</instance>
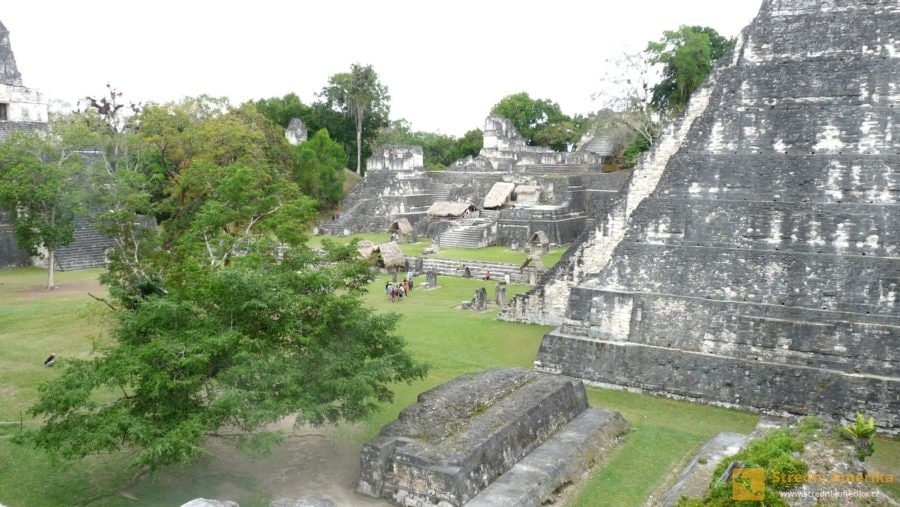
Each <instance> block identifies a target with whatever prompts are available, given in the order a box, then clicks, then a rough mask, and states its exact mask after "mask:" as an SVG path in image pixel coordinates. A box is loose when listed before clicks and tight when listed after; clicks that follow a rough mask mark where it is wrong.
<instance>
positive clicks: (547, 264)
mask: <svg viewBox="0 0 900 507" xmlns="http://www.w3.org/2000/svg"><path fill="white" fill-rule="evenodd" d="M355 238H358V239H361V240H369V241H371V242H373V243H375V244H376V245H377V244H381V243H387V242H388V241H390V235H389V234H388V233H365V234H354V235H352V236H313V237H311V238H310V240H309V244H310V245H312V246H315V247H318V246H321V245H322V241H323V240H326V239H327V240H330V241H333V242H335V243H338V244H347V243H349V242H350V241H352V240H353V239H355ZM429 246H431V241H418V242H416V243H400V250H401V251H403V255H408V256H416V257H421V256H422V250H423V249H424V248H426V247H429ZM565 252H566V247H565V246H555V247H553V248H551V249H550V253H548V254H547V255H545V256H543V257H541V261H542V262H543V263H544V265H545V266H547V267H548V268H550V267H553V266H555V265H556V263H557V262H559V260H560V259H561V258H562V255H563V254H564V253H565ZM429 257H436V258H438V259H453V260H468V261H483V262H502V263H506V264H515V265H519V264H522V262H524V261H525V259H526V258H527V257H528V256H527V255H526V254H525V252H524V251H522V250H510V249H509V248H507V247H505V246H489V247H487V248H441V250H440V252H438V253H436V254H429Z"/></svg>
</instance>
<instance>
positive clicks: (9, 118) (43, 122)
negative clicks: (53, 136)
mask: <svg viewBox="0 0 900 507" xmlns="http://www.w3.org/2000/svg"><path fill="white" fill-rule="evenodd" d="M47 111H48V108H47V101H46V100H45V99H44V97H43V95H42V94H41V93H40V92H38V91H37V90H34V89H32V88H26V87H25V86H24V85H23V84H22V75H21V74H20V73H19V68H18V66H17V65H16V58H15V55H14V54H13V51H12V45H11V44H10V40H9V31H8V30H7V29H6V27H5V26H4V25H3V23H0V142H3V141H4V140H5V139H7V138H8V137H9V136H10V135H12V133H13V132H15V131H26V132H28V131H33V130H37V129H44V128H46V127H47V114H48V112H47ZM112 245H113V243H112V240H111V239H110V238H108V237H105V236H103V235H101V234H100V233H99V232H97V231H96V230H95V229H94V228H93V226H91V225H90V223H89V222H88V221H87V220H85V219H83V218H78V219H77V220H76V224H75V240H74V241H73V242H72V243H70V244H69V245H67V246H65V247H60V248H58V249H57V250H56V254H55V256H54V257H55V259H56V267H57V268H58V269H61V270H67V269H79V268H89V267H94V266H101V265H103V264H104V262H105V260H106V255H105V252H106V249H107V248H109V247H111V246H112ZM42 262H45V261H42V259H39V258H32V257H31V256H30V255H28V253H27V252H25V251H23V250H22V249H20V248H19V247H18V246H17V245H16V240H15V233H14V231H13V227H12V220H11V219H10V217H8V216H7V215H6V214H5V213H0V269H2V268H9V267H18V266H30V265H32V264H41V263H42Z"/></svg>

# [Your instructions]
Repeat every item above word for word, leaving out the pictures.

# [Exercise result]
</instance>
Each <instance> block identifies a target with whatever prompts are available, given in the order a box, then clicks, then a rough mask, and states its exact mask after "mask:" as an SVG path in image pixel coordinates. A box is loose when listed before clicks and tight when listed after; clicks that follow a rough mask mark where it is wrong.
<instance>
positive clicks: (547, 264)
mask: <svg viewBox="0 0 900 507" xmlns="http://www.w3.org/2000/svg"><path fill="white" fill-rule="evenodd" d="M355 238H358V239H361V240H369V241H371V242H373V243H375V244H376V245H377V244H381V243H387V242H388V241H390V235H389V234H388V233H365V234H354V235H352V236H313V237H311V238H310V240H309V244H310V245H312V246H315V247H318V246H321V245H322V241H323V240H326V239H327V240H330V241H333V242H335V243H338V244H347V243H349V242H350V241H352V240H353V239H355ZM429 246H431V241H418V242H416V243H400V250H401V251H403V255H408V256H416V257H421V256H422V250H423V249H424V248H426V247H429ZM565 252H566V247H565V246H555V247H553V248H551V249H550V253H548V254H547V255H545V256H543V257H541V261H542V262H543V263H544V265H545V266H547V267H548V268H550V267H553V266H555V265H556V263H557V262H559V260H560V259H561V258H562V255H563V254H564V253H565ZM429 257H436V258H438V259H453V260H468V261H483V262H502V263H506V264H515V265H519V264H522V262H524V261H525V259H526V258H527V257H528V256H527V255H526V254H525V252H524V251H522V250H510V249H509V248H507V247H505V246H489V247H487V248H441V250H440V252H438V253H436V254H429Z"/></svg>
</instance>
<instance>
positive clicks: (9, 118) (43, 122)
negative clicks: (53, 136)
mask: <svg viewBox="0 0 900 507" xmlns="http://www.w3.org/2000/svg"><path fill="white" fill-rule="evenodd" d="M47 111H48V108H47V101H46V100H45V99H44V97H43V95H42V94H41V93H40V92H38V91H37V90H34V89H32V88H26V87H25V86H24V85H23V84H22V75H21V74H20V73H19V68H18V66H17V65H16V58H15V55H14V54H13V51H12V45H11V44H10V40H9V31H8V30H7V29H6V27H5V26H4V25H3V23H0V142H3V141H4V140H5V139H7V138H8V137H9V136H10V135H12V133H13V132H15V131H26V132H28V131H33V130H37V129H44V128H46V127H47V114H48V112H47ZM112 245H113V243H112V240H111V239H110V238H108V237H105V236H103V235H101V234H100V233H99V232H97V231H96V230H95V229H94V228H93V226H91V225H90V223H89V222H88V221H87V220H85V219H83V218H78V219H77V220H76V224H75V240H74V241H73V242H72V243H70V244H69V245H67V246H65V247H60V248H58V249H57V250H56V254H55V256H54V257H55V259H56V267H57V268H58V269H61V270H67V269H79V268H89V267H94V266H101V265H103V264H104V262H105V260H106V255H105V252H106V249H107V248H109V247H111V246H112ZM42 262H45V261H42V259H39V258H32V257H31V256H30V255H28V253H27V252H25V251H23V250H22V249H20V248H19V247H18V246H17V245H16V240H15V233H14V231H13V227H12V220H11V219H10V217H8V216H7V215H6V214H5V213H0V269H2V268H9V267H18V266H30V265H32V264H41V263H42Z"/></svg>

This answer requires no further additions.